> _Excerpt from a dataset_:
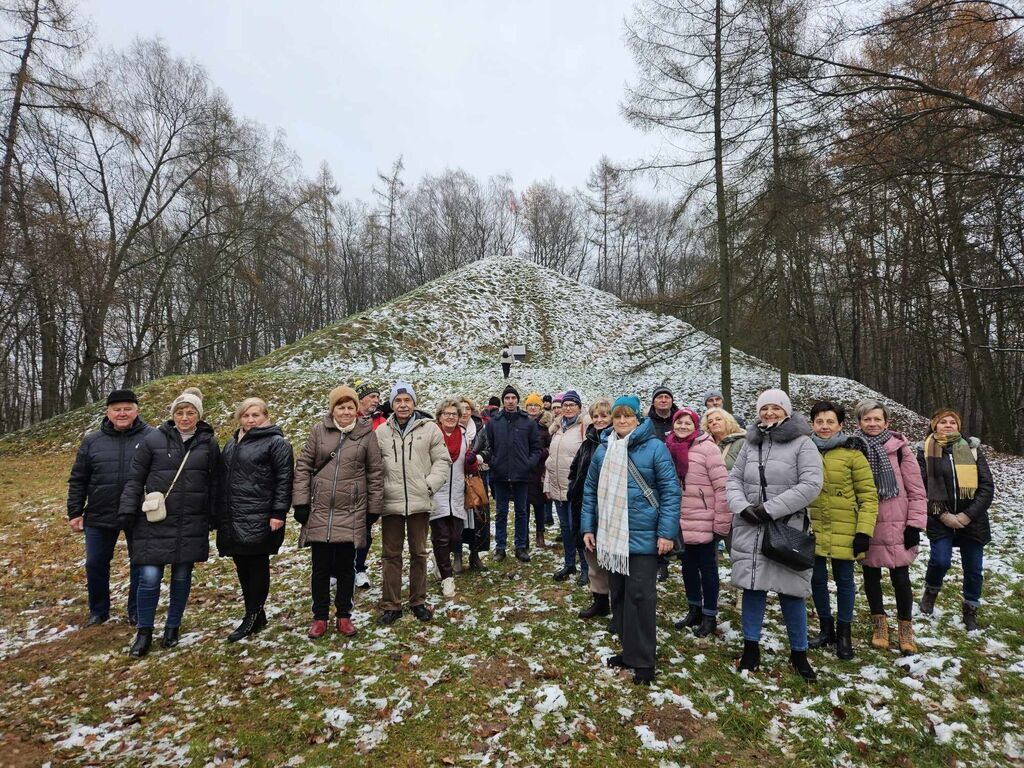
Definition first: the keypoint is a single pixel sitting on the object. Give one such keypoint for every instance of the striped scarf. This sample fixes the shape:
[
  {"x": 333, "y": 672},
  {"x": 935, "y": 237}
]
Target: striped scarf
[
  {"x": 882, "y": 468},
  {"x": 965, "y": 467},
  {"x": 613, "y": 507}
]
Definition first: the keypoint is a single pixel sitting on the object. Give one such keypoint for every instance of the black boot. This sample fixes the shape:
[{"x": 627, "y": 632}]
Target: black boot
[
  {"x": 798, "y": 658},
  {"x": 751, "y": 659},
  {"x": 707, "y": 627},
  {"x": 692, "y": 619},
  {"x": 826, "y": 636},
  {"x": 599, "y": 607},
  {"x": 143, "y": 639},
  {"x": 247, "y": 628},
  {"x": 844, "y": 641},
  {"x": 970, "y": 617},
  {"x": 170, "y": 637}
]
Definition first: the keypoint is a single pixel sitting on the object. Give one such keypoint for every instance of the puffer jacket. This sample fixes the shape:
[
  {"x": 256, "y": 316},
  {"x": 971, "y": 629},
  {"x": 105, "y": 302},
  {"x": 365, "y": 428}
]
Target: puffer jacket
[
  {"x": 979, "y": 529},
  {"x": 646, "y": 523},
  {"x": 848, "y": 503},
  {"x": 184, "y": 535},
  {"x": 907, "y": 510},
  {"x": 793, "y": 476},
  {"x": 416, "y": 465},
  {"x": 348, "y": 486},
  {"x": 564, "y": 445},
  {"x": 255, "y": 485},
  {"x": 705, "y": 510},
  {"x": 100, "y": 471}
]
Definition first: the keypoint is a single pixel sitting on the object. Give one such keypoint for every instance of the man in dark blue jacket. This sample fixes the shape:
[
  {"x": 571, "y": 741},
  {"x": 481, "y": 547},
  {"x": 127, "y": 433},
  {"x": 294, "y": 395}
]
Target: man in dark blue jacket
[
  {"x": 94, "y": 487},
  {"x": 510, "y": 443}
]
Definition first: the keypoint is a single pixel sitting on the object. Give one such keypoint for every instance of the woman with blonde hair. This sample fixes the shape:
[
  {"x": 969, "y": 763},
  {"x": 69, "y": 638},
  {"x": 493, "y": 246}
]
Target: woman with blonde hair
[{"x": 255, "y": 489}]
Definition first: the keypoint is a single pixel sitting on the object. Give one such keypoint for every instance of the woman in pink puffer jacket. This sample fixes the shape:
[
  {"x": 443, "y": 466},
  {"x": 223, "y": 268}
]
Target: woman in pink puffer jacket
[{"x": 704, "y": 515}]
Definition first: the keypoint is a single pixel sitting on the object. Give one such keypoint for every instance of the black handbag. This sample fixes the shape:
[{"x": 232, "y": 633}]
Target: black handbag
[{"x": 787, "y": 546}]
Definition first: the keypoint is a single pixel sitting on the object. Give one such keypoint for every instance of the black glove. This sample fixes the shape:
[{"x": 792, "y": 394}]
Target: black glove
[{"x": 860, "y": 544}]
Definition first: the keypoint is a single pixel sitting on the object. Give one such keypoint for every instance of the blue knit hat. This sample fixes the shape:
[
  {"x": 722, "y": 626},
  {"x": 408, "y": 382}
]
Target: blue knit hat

> _Set task_: Reproduce exactly the line containing "the woman in" and every line after it through the end of the records above, and nothing else.

> _Task solution_:
Definition first: the keypoint is a single pixel sitting on the object. Give one such keypoint for every instance of the woman in pink puffer jacket. This sample fixes the shape:
[
  {"x": 443, "y": 466},
  {"x": 223, "y": 268}
]
Target: woman in pink puffer jacket
[{"x": 704, "y": 515}]
Definition first: the keypoint is a single pixel sitting on the object. Give one such keypoint for every instance of the black handbag. This sample fixes the shape:
[{"x": 232, "y": 633}]
Target: black handbag
[{"x": 787, "y": 546}]
Definition first: the keypoint is a single pixel sitting on the object. Give one such keypoint for every instance of the black glove. This sample fixes the shape:
[{"x": 792, "y": 394}]
Target: black glove
[{"x": 860, "y": 544}]
Definition first: the keypoint is a single pixel sitting on the object. Give one such keypoint for every instance of the blue knit hat. This sample fixes the shape:
[
  {"x": 722, "y": 626},
  {"x": 408, "y": 382}
]
Target: blue knit hat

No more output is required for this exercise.